• YOUR TASK: Repeat the lines of the listing below word for word, from the line with "Mark each instance of the overcast" up to and including the line with "Target: small round dish on stove". Leave the pictures out of your answer.

• Pointing records:
++++++++++
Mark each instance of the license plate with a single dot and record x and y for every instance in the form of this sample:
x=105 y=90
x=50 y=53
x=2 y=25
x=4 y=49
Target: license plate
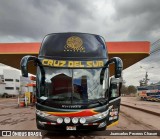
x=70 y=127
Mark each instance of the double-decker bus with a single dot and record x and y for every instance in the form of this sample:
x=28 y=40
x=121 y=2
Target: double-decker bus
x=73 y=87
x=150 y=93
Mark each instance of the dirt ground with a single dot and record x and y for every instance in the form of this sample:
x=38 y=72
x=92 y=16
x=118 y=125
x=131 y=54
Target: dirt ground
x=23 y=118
++++++++++
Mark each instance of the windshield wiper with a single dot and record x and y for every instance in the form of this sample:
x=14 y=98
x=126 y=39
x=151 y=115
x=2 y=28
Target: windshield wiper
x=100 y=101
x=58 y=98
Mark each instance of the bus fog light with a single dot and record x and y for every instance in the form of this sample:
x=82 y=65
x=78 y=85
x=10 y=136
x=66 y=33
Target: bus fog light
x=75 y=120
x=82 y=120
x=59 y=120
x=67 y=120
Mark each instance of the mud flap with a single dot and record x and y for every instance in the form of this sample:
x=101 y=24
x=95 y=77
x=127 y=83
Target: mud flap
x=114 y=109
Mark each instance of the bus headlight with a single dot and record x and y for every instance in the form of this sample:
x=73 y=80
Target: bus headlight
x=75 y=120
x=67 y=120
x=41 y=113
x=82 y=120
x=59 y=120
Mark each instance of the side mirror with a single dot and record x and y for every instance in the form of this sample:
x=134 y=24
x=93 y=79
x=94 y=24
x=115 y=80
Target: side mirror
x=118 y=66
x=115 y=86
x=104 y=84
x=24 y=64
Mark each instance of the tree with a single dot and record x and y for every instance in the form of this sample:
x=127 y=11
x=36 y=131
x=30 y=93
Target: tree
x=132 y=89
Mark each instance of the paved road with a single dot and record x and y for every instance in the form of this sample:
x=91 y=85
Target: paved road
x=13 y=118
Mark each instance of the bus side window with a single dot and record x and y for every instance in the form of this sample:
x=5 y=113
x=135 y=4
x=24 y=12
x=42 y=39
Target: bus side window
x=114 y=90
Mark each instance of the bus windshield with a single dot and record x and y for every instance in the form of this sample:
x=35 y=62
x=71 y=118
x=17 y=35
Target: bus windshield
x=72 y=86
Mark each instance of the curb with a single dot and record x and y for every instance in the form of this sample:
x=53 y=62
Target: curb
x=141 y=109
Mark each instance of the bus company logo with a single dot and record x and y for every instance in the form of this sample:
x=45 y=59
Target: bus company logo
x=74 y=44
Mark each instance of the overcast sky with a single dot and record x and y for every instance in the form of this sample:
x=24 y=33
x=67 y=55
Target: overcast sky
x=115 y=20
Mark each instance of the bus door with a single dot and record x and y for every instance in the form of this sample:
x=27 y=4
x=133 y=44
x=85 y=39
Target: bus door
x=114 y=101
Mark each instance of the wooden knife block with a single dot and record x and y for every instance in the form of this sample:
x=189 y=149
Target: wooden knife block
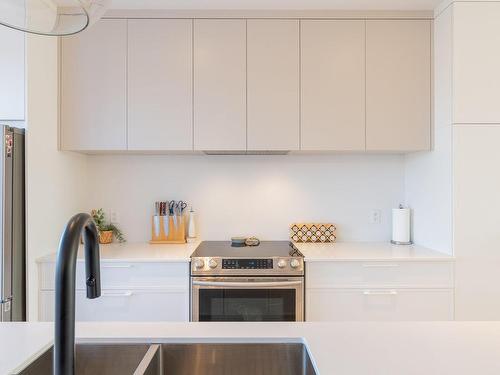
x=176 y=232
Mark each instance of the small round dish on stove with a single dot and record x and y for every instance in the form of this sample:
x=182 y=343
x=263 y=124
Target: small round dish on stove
++++++++++
• RESULT FOR THIS EXERCISE:
Mark each instance of the overcast sky with a single dot and record x and y for every instance in the form of this sample:
x=24 y=33
x=67 y=55
Target: overcast sky
x=115 y=20
Mark each instance of the bus door with a single dot and record x and y for every instance in the form of this sample:
x=27 y=4
x=133 y=44
x=85 y=39
Target: bus door
x=114 y=101
Mark each instance of the wooden knife block with a single dot and record x and y for every instance in the form of this sample:
x=189 y=149
Target: wooden knife block
x=176 y=232
Mark each instance of the small round dish on stove with a single dot and record x and y for every instance in the form of this sample:
x=182 y=343
x=263 y=124
Target: small round dish on stove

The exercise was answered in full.